┌─ Excerpt provided

In praise of FPGAs

Building an active data warehouse appliance

channel

All data warehouse appliances have a massively parallel architecture in which there are multiple nodes that put processing as close as possible to the disk drives.

In Netezza's Performance Server these nodes are known as Snippet Processing Units (SPUs: pronounced, incidentally, to rhyme with Gnu rather than being a homonym for throwing up - though Teradata might think otherwise) where a snippet is executable machine code (compiled SQL).

In hardware terms an SPU consists of an FPGA (field programmable gate array) and a PowerPC processor. Now, when vendors talk about using commodity hardware neither of these are the sort of things that spring to mind.

Nevertheless, FPGAs are widely used for graphics processing, video and audio streaming and other applications, while PowerPC chips are commonly employed in small profile devices. In particular, PowerPC chips have very low power requirements compared to PC chips: for example, a Netezza rack holding 5.5Tb of user data (16.5Tb actual capacity) has a power rating of just 4,180 watts and, of course, there is commensurately low heat output. Given the current pressures on data centres this is a significant advantage that Netezza has not made as much of as it might.

The way the FPGA works in Netezza's architecture is that it effectively works like an event processing engine: data is streamed from disk and then passes through the query that is represented by the snippet (and is loaded into the FPGA). I had not previously appreciated this until a recent visit to Netezza's user conference but you can imagine (if you are a regular reader) my interest.

While I was in Boston for Netezza's conference, I also had a meeting with Kaskad Technologies, which is a new entrant into the event processing space, helping to build the new fully electronic Boston Stock Exchange, which goes live on 27 October, with its surveillance application.

└─

*Objective 1*: In the article on FPGAs, what is the power rating of a Netezza rack holding 5.5Tb of user data?
*Objective 2*: List every company or organization named in the article on FPGAs.
*Objective 3*: Pick up the article on FPGAs after its final sentence and carry it forward.

┌─ Supplied data

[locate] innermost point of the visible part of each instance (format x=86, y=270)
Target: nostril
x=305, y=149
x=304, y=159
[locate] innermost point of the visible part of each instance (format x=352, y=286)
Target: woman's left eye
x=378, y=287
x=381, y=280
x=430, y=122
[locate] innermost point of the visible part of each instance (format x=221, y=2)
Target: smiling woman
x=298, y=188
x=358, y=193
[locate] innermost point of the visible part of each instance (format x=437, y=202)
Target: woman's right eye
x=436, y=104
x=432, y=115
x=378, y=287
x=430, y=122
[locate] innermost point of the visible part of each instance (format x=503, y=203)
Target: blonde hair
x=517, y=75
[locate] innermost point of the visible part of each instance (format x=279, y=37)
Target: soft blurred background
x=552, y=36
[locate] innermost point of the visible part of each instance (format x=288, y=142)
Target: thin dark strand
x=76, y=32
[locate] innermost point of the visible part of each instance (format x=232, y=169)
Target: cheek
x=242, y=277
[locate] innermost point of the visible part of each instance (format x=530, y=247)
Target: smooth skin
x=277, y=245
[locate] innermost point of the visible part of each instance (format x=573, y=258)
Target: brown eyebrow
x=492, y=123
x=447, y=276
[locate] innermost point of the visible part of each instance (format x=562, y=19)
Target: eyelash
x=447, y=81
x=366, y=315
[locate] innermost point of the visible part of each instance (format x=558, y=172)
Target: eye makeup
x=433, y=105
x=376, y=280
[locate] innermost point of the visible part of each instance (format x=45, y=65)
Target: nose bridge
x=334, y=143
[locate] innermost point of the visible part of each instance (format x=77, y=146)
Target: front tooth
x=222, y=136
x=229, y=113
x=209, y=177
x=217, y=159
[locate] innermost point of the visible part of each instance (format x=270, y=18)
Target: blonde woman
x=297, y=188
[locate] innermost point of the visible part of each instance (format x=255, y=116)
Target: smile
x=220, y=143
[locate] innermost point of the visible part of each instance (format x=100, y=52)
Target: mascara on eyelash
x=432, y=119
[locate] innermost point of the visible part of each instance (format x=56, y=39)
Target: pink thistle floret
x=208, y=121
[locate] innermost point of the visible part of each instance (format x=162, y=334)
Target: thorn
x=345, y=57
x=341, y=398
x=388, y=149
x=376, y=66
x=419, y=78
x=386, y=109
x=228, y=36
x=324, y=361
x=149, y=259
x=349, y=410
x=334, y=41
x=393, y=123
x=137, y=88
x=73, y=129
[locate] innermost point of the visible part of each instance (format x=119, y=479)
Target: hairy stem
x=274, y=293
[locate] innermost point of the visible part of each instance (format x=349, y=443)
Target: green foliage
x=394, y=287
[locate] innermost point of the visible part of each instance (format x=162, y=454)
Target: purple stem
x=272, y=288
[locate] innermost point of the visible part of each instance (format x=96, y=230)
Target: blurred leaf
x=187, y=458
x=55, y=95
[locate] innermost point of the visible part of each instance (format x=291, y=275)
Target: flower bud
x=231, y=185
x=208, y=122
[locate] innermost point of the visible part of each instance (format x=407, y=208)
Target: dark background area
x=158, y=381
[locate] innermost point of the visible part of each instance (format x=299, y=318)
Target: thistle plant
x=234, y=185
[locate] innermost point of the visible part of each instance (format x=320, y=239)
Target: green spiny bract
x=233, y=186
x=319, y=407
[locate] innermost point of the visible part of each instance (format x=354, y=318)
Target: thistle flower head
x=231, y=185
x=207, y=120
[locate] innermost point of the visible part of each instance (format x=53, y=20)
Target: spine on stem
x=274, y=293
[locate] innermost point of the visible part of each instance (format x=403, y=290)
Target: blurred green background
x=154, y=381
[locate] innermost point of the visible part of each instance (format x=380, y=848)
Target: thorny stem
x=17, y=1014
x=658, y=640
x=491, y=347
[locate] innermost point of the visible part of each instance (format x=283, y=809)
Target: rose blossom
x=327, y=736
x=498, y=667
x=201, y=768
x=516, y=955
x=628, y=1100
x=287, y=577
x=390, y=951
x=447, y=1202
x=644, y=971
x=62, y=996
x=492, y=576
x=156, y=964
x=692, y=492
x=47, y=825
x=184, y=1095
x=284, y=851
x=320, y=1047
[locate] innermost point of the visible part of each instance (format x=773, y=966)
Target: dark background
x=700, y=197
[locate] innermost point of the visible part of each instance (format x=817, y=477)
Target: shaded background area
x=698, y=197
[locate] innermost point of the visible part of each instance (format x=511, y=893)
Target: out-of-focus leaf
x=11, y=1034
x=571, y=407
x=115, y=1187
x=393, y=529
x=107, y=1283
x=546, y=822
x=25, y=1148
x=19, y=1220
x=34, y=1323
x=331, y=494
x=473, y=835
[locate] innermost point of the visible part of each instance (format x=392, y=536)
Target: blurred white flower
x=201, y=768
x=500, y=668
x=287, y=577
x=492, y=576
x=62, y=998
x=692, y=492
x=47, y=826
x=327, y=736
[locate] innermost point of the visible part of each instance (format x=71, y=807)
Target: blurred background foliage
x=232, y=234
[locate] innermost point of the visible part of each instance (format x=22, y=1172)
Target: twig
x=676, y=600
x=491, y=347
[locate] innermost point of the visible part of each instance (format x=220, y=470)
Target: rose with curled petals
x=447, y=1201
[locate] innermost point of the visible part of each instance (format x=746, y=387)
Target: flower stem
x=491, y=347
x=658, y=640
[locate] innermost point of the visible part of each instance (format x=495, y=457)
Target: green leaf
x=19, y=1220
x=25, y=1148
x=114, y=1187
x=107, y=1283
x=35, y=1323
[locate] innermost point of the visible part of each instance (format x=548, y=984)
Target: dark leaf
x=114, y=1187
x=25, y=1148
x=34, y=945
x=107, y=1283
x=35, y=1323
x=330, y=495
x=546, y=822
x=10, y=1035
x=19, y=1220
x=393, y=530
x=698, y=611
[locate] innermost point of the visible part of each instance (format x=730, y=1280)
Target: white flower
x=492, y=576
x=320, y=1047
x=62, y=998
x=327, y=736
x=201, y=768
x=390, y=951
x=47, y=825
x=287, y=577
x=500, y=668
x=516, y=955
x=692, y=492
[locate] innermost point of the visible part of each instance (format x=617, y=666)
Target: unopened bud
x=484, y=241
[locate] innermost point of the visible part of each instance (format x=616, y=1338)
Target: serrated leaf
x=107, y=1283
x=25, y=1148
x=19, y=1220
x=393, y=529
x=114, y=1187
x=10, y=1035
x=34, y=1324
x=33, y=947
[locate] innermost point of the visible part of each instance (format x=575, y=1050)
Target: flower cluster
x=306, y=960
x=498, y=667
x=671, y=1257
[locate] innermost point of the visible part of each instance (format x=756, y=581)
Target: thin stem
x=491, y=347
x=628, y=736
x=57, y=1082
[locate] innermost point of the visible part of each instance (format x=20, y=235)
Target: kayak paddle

└─

*Expected answer 1*: 4,180 watts

*Expected answer 2*: Netezza, Teradata, Kaskad Technologies, Boston Stock Exchange

*Expected answer 3*:
Now, Kaskad has done some clever things with its event processing product but it is more or less comparable to the conventional vendors (Progress, StreamBase, Coral8 et al) in architectural terms. However, what is much more interesting is that the company is already working on its second generation of event processing architecture. This will involve the use of multiple finite state machines running in parallel, hanging off a single bus.

In other words, instead of having a single large server you have multiple small servers running in parallel. And how is Kaskad planning to implement these small servers? Using FPGAs. And bearing in mind that FPGAs are the technology of choice for streaming applications this obviously makes sense.

Now, readers may recall that I recently suggested that a better way to do what Teradata calls active data warehousing (whereby you use change data capture to trickle feed the warehouse and then run actionable queries and processes) would be to front-end an event processing engine on to a data warehouse appliance. In fact, Sybase (albeit that Sybase IQ is not an appliance) is doing exactly this with its Risk Analytics Platform, for which Sybase is talking to a number of event processing vendors about front-ending their products.

However, the use of FPGAs opens up another possibility. Why not have different types of FPGA within the same architecture? You could have some FPGAs processing data that was streamed from disk and other FPGAs that processed data that was streamed from external environments off a bus.

In other words, you could build an active data warehouse appliance. Or, looking at it another way: an integrated event processing/warehouse environment. Given that you often want to access historic information for event processing purposes this could be an architecture that makes sense.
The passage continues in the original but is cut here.